Reproduce, word for word, every line starting at the line that contains "[[148, 541], [149, 792], [506, 862], [484, 592]]" and ending with the final line of the entries.
══════
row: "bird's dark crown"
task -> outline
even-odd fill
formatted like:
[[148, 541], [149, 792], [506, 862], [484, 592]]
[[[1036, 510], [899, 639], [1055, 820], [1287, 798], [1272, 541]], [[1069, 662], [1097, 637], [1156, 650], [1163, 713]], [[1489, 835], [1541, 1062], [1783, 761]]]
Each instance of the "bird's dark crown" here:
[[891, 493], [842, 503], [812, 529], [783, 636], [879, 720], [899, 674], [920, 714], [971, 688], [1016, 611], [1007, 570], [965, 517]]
══════
▶ _EXERCISE RESULT_
[[148, 541], [149, 792], [506, 862], [484, 592]]
[[[1036, 510], [899, 639], [1055, 820], [1287, 798], [1272, 541]], [[1069, 662], [1097, 637], [1156, 650], [1163, 713]], [[1489, 835], [1541, 1062], [1783, 761]]]
Each instance of the "bird's dark crown" here:
[[891, 493], [842, 503], [812, 529], [783, 636], [879, 720], [899, 674], [920, 714], [971, 688], [1016, 611], [1007, 570], [965, 517]]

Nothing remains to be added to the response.